-- START --

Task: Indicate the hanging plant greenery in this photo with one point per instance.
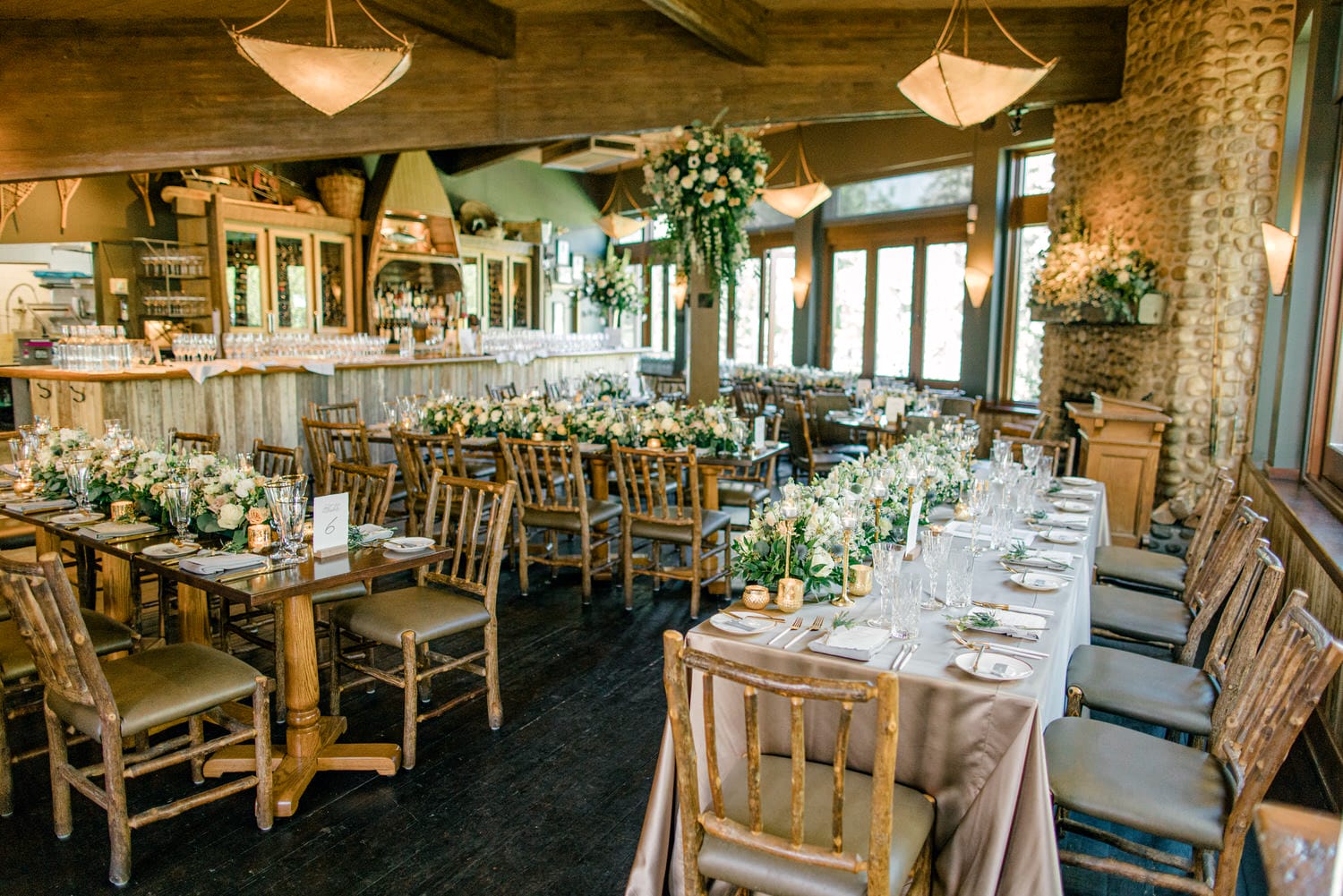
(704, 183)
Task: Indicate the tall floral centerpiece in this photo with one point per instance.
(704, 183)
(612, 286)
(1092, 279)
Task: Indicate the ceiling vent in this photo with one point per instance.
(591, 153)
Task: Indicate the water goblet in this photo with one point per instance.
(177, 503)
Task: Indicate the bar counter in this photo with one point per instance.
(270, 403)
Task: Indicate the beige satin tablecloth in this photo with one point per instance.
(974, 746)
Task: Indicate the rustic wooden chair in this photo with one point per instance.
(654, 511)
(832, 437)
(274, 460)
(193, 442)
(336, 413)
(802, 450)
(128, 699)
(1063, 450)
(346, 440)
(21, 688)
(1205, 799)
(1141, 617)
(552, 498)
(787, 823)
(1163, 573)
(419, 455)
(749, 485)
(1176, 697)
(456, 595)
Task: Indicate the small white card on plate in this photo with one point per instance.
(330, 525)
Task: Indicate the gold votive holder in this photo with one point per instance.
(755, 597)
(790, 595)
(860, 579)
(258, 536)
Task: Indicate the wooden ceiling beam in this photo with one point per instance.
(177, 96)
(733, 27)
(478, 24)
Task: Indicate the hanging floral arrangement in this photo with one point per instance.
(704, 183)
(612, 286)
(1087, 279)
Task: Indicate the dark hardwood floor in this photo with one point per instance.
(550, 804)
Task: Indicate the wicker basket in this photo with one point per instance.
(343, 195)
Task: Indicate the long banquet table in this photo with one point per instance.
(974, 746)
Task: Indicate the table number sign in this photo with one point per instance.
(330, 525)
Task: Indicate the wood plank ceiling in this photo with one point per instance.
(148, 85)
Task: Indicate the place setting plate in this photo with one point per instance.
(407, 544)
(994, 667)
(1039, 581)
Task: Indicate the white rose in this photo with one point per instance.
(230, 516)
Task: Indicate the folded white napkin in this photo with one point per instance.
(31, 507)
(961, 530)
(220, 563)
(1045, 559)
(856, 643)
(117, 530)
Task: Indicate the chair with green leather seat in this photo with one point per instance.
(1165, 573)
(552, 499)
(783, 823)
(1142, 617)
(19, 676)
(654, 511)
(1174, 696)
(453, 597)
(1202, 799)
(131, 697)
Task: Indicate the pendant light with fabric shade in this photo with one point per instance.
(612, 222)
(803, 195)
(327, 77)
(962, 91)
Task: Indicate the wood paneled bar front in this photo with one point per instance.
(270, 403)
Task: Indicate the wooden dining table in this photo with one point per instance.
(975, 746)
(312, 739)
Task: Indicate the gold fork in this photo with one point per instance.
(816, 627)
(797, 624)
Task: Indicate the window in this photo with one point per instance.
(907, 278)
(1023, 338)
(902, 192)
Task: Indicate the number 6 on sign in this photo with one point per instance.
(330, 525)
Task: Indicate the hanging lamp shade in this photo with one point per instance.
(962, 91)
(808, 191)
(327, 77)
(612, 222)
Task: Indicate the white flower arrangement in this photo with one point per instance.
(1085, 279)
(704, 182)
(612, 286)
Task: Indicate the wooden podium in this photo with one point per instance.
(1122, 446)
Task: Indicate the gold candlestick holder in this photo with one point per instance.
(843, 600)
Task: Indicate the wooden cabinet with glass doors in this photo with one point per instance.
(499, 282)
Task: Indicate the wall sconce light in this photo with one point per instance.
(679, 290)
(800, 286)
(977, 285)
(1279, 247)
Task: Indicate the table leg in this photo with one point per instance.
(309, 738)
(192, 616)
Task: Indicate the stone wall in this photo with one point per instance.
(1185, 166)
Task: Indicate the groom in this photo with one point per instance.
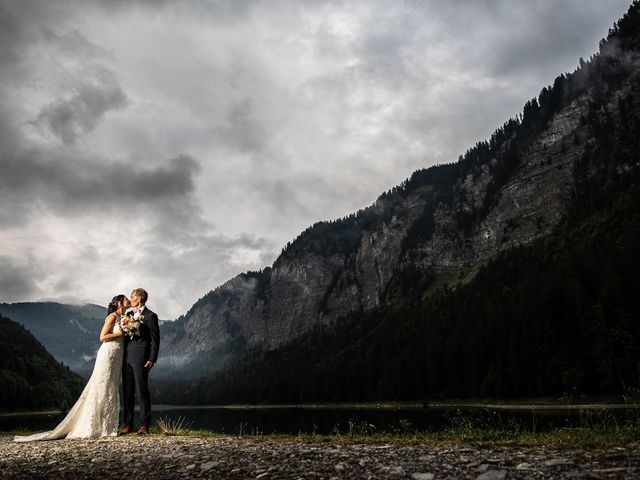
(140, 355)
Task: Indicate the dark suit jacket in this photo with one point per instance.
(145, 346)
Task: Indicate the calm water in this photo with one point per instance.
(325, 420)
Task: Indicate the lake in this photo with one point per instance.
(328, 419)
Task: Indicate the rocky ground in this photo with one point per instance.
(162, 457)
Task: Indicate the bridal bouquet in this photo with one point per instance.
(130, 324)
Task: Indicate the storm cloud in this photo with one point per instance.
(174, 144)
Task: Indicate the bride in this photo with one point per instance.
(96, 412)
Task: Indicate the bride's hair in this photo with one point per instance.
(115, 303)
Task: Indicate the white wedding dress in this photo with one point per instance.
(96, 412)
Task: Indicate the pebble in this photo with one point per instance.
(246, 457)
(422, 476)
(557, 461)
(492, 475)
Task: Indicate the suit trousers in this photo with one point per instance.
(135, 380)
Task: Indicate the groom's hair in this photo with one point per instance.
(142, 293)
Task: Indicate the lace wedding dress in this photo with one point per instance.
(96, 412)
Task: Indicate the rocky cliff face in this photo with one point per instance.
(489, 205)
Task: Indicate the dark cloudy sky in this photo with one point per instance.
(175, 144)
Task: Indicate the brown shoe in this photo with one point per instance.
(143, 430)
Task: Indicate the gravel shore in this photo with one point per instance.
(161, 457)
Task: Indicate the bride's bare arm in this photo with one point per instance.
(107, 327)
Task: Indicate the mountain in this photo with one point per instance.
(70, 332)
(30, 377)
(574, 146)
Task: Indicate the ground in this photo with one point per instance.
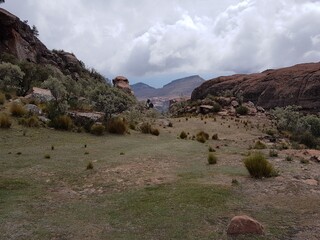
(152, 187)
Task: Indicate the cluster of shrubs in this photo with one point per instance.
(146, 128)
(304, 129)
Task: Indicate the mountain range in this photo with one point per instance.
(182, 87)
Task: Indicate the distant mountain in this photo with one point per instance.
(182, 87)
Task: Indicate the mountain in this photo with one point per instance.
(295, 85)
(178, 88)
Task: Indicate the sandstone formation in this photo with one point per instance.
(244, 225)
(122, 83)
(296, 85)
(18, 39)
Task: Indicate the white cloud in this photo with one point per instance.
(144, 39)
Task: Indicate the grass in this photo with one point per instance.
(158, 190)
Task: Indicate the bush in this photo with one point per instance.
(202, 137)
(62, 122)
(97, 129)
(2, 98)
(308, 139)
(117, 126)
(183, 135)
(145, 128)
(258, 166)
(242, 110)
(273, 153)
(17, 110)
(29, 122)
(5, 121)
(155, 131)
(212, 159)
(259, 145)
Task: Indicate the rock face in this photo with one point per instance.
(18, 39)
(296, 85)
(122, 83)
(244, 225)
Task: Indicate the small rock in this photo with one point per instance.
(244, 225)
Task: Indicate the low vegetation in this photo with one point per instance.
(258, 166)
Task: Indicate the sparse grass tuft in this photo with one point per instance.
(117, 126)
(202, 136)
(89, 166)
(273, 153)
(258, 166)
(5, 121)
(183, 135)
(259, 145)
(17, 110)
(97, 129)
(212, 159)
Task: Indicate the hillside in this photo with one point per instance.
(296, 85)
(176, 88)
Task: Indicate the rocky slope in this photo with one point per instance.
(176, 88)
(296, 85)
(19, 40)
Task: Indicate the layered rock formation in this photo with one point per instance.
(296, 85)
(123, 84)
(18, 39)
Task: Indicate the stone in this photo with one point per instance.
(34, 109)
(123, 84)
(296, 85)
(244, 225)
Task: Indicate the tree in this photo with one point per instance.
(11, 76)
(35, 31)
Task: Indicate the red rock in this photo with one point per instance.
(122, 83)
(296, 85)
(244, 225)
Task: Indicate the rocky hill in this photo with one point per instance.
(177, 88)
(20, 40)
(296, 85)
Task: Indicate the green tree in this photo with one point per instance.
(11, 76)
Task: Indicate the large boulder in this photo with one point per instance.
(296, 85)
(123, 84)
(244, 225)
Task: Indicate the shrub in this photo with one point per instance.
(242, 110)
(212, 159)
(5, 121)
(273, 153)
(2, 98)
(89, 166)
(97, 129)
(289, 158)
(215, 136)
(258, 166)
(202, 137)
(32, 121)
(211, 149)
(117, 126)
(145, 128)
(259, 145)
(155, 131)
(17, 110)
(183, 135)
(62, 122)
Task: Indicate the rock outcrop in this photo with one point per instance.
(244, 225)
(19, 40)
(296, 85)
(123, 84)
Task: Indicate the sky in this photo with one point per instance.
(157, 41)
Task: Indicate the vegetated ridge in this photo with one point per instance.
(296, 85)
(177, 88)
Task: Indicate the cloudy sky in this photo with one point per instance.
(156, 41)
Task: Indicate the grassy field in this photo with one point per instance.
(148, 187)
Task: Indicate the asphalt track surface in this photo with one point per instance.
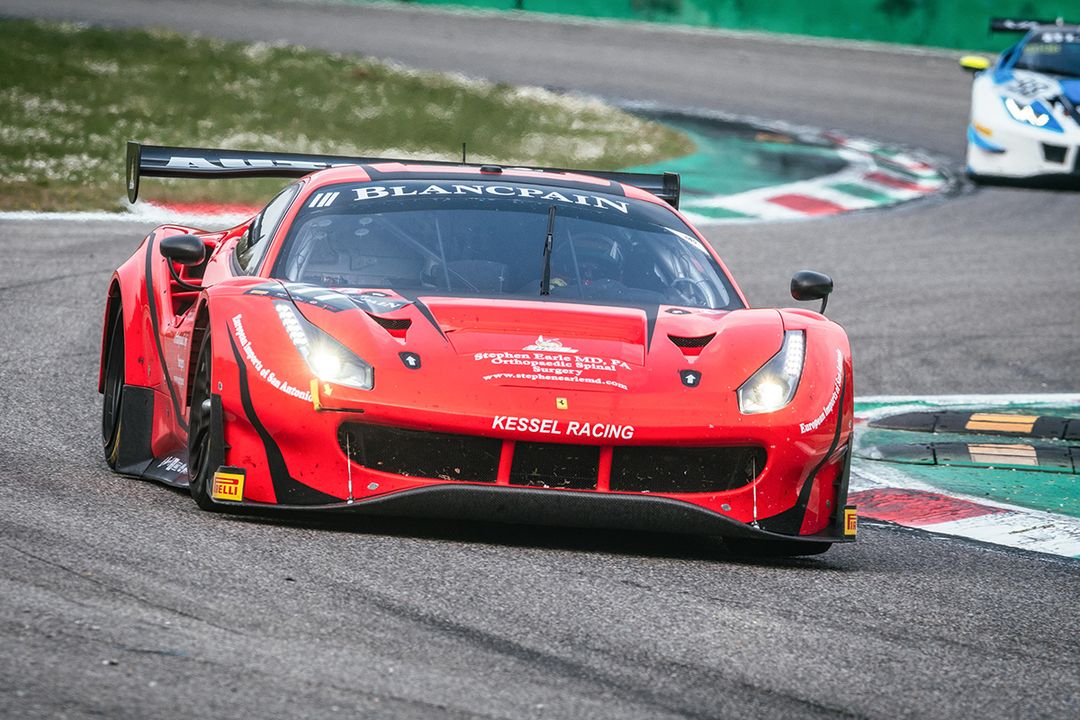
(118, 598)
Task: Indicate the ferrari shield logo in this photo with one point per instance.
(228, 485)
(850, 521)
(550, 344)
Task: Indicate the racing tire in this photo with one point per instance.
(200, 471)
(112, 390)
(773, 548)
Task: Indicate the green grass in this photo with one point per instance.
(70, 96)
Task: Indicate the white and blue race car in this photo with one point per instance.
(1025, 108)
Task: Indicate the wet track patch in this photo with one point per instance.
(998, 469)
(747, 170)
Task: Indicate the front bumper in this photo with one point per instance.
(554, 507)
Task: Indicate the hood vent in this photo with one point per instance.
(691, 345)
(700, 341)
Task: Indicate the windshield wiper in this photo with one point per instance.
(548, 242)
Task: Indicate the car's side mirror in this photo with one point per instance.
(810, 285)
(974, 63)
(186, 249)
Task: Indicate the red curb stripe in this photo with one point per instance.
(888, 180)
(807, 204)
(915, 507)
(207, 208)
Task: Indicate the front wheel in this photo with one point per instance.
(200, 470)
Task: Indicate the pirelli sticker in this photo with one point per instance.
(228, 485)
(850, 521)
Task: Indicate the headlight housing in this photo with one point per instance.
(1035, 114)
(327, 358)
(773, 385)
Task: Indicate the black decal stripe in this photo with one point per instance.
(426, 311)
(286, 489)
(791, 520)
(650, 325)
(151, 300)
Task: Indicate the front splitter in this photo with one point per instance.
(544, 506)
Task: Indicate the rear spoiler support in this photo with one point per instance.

-- END --

Every line from the one holding "Task: Indicate the red curb" through the final line of the listing must be echoed exactly; leave out all other lines.

Task: Indicate the red curb stripe in this photo with one point per instance.
(888, 180)
(807, 204)
(915, 507)
(207, 208)
Task: Indicate the front wheel in this photo with one point per instance.
(200, 470)
Task: Indicate the pirelli sticker in this photo with one point per instance.
(228, 485)
(850, 521)
Task: Indicate the headlight housing in this photo with one point per instance.
(1035, 114)
(327, 358)
(773, 385)
Task: Indicate the black decal stripe in this photo with one point per instance.
(426, 311)
(286, 489)
(791, 520)
(650, 325)
(151, 300)
Task: Indicate the front splitter in this photo with one point per instance.
(544, 506)
Task: Indicate the rear spoiler support in this photo with one point per instance.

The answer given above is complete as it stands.